Point annotation data:
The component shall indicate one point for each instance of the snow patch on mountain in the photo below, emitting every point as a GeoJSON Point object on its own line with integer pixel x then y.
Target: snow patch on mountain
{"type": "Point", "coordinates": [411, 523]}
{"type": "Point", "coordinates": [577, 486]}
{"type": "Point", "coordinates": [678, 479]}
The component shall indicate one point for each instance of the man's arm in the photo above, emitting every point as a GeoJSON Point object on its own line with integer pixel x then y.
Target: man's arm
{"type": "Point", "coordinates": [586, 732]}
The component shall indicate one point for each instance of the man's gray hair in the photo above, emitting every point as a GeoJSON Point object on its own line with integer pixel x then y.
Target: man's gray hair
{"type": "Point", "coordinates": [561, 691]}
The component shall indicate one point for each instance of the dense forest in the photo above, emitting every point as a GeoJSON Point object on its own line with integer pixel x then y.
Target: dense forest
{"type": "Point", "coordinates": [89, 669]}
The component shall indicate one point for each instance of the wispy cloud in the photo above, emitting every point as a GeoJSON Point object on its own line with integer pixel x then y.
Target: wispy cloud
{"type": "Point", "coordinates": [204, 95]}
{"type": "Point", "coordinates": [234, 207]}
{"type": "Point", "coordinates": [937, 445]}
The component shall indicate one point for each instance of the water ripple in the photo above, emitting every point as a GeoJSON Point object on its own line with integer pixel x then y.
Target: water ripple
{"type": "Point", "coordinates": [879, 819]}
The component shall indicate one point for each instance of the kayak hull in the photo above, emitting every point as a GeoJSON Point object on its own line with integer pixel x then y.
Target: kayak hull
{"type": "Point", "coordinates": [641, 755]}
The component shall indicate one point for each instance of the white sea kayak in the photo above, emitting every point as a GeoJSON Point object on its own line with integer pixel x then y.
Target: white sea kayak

## Aim:
Reproduce the material above word for word, keeping every line in its original order.

## Solution to this exercise:
The component shall indicate one point for each instance of the snow patch on mountain in the photo below, emitting every point as a GeoJSON Point object on its own line with integer pixel x then y.
Target: snow patch on mountain
{"type": "Point", "coordinates": [411, 523]}
{"type": "Point", "coordinates": [577, 486]}
{"type": "Point", "coordinates": [678, 479]}
The component shall indicate one point for each instance of the man's arm in the photo above, emitting every point as a GeoJSON Point object on its own line with integer pixel x then y.
Target: man's arm
{"type": "Point", "coordinates": [586, 732]}
The component shall indicate one point for each instance of the man's gray hair in the photo above, emitting every point as a GeoJSON Point object on its own line with integer pixel x then y.
Target: man's gray hair
{"type": "Point", "coordinates": [561, 691]}
The component shall indicate one point for each instance of the dense forest in the photo above, emitting every point as a GeoJSON Point object on its own line with integer pixel x then y.
Target: dense forest
{"type": "Point", "coordinates": [89, 669]}
The component shall indicate one point for each instance of the wispy cloud in the photo above, emitting every point as a GeoJSON Point object on its own line with integer pixel x then y.
Target: wispy cloud
{"type": "Point", "coordinates": [204, 95]}
{"type": "Point", "coordinates": [234, 207]}
{"type": "Point", "coordinates": [937, 445]}
The component shall indicate one point for each instance of the water ripple in the photo above, emitting every point as a GeoJSON Point object on its own line with integer pixel x then y.
Target: water ripple
{"type": "Point", "coordinates": [879, 819]}
The component shall indicate one point for each instance of the kayak hull in the photo above, emitting every point as a GeoJSON Point object on its own line with integer pixel x then y.
Target: kayak hull
{"type": "Point", "coordinates": [641, 755]}
The component shall indicate one point for each instance of the white sea kayak in the photo above, emitting every point as a GeoJSON Point object on its own line with integer pixel x then y.
Target: white sea kayak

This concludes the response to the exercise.